Point placement records:
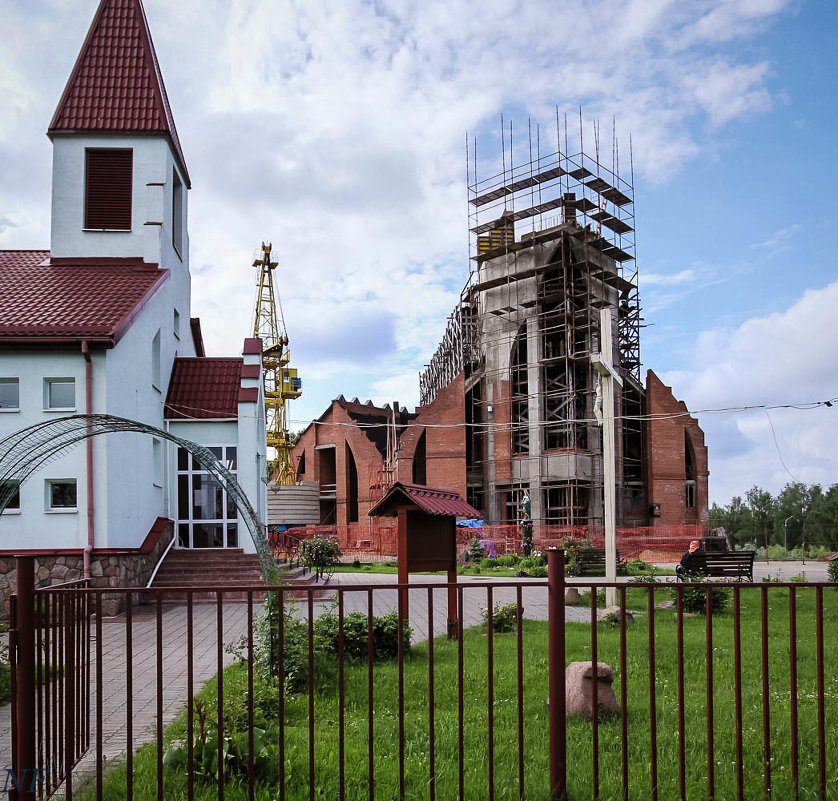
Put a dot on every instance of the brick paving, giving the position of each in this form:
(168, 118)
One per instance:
(205, 658)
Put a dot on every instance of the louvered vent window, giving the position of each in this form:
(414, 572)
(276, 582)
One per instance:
(107, 202)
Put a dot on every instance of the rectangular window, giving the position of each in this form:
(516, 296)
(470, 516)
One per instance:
(177, 212)
(60, 394)
(206, 515)
(61, 494)
(9, 394)
(155, 360)
(157, 460)
(13, 503)
(689, 490)
(108, 184)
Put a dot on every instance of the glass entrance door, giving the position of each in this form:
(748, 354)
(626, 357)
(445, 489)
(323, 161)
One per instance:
(206, 514)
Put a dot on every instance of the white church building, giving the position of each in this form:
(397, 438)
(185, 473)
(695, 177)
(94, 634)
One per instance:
(101, 323)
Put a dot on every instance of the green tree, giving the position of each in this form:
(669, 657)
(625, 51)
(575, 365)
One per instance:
(793, 504)
(739, 523)
(718, 517)
(762, 506)
(822, 519)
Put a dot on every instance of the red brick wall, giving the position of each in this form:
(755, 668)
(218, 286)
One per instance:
(445, 452)
(445, 447)
(665, 460)
(336, 427)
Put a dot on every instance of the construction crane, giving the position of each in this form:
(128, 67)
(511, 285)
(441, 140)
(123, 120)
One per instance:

## WRITTEN PROBLEM
Copy all of the material above word for word, leaving out the pictures.

## EXPECTED OUTPUT
Put a dot on every instance of the brick paving, giving the position of each in this form:
(168, 118)
One per instance:
(205, 658)
Put a dot on every instance of the louvered vent window, giving the position of each in this form:
(414, 572)
(276, 582)
One per instance:
(107, 202)
Put a dot on every instance of the rectangular window, giving the position of each in this form:
(516, 296)
(470, 516)
One per instance:
(177, 212)
(60, 394)
(206, 515)
(61, 494)
(9, 394)
(155, 360)
(157, 460)
(13, 503)
(689, 490)
(108, 184)
Put a dot on every instance of the glass entrance door, giving the position of each in this form:
(748, 354)
(626, 357)
(445, 489)
(323, 161)
One per instance:
(206, 514)
Put a dot on every instance of the white church building, giving the position of each in this form:
(397, 438)
(185, 473)
(695, 177)
(94, 634)
One per instance:
(101, 323)
Put a dot on every instance of the green tree, giving the position of each in this form:
(669, 657)
(625, 51)
(575, 365)
One per instance:
(793, 504)
(739, 523)
(718, 517)
(762, 506)
(822, 519)
Put a dot on every instance of the red brick wall, giving the position of each in this form:
(755, 668)
(218, 286)
One per instance:
(445, 452)
(445, 447)
(665, 460)
(336, 427)
Put a dot on every instance of the construction crane, giving the position of each in this form:
(128, 67)
(511, 285)
(441, 140)
(123, 120)
One per instance:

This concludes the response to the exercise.